§ WHAT TO WORK ON: Reproduce the records word for word, from the first line to the line containing "Target: submerged vegetation".

(Items listed in a dataset)
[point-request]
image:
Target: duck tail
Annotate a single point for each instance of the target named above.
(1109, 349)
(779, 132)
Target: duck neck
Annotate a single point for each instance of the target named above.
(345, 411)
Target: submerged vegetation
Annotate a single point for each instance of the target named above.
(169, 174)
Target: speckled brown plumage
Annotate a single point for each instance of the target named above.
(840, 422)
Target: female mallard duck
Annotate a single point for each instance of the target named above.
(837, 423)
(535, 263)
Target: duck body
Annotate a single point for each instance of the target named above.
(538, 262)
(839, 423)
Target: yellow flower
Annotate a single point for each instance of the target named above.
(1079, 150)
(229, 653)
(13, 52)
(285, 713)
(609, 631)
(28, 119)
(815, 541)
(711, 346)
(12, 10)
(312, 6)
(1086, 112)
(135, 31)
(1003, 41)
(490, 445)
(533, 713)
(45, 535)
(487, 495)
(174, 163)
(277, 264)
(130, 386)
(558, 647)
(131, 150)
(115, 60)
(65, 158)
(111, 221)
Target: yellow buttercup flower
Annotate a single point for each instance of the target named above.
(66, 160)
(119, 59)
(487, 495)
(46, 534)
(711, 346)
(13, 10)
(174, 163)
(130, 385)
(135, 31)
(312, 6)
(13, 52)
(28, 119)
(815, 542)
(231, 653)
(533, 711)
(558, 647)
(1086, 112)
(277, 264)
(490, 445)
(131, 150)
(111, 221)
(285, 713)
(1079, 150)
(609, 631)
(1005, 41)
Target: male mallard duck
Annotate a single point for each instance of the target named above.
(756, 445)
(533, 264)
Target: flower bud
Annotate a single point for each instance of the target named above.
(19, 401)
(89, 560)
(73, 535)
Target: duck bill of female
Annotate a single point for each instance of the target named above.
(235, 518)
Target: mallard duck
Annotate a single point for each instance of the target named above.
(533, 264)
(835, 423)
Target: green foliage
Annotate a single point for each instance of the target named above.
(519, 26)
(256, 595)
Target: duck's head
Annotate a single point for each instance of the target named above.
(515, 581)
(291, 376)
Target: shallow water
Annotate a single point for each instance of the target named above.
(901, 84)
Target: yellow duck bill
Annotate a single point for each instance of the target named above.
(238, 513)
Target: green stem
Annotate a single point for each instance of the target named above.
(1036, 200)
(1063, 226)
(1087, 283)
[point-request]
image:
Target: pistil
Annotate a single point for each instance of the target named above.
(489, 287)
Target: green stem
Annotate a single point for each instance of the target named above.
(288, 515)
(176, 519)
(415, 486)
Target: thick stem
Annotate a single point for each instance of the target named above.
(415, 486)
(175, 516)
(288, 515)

§ OUTPUT FOR THIS TASK:
[point-request]
image:
Target: duck tail
Annotate a single point for each instance of the target named above.
(1109, 349)
(779, 132)
Target: duck neck
Annotate a single point for each instance of the target named above.
(345, 411)
Target: submerged vegetation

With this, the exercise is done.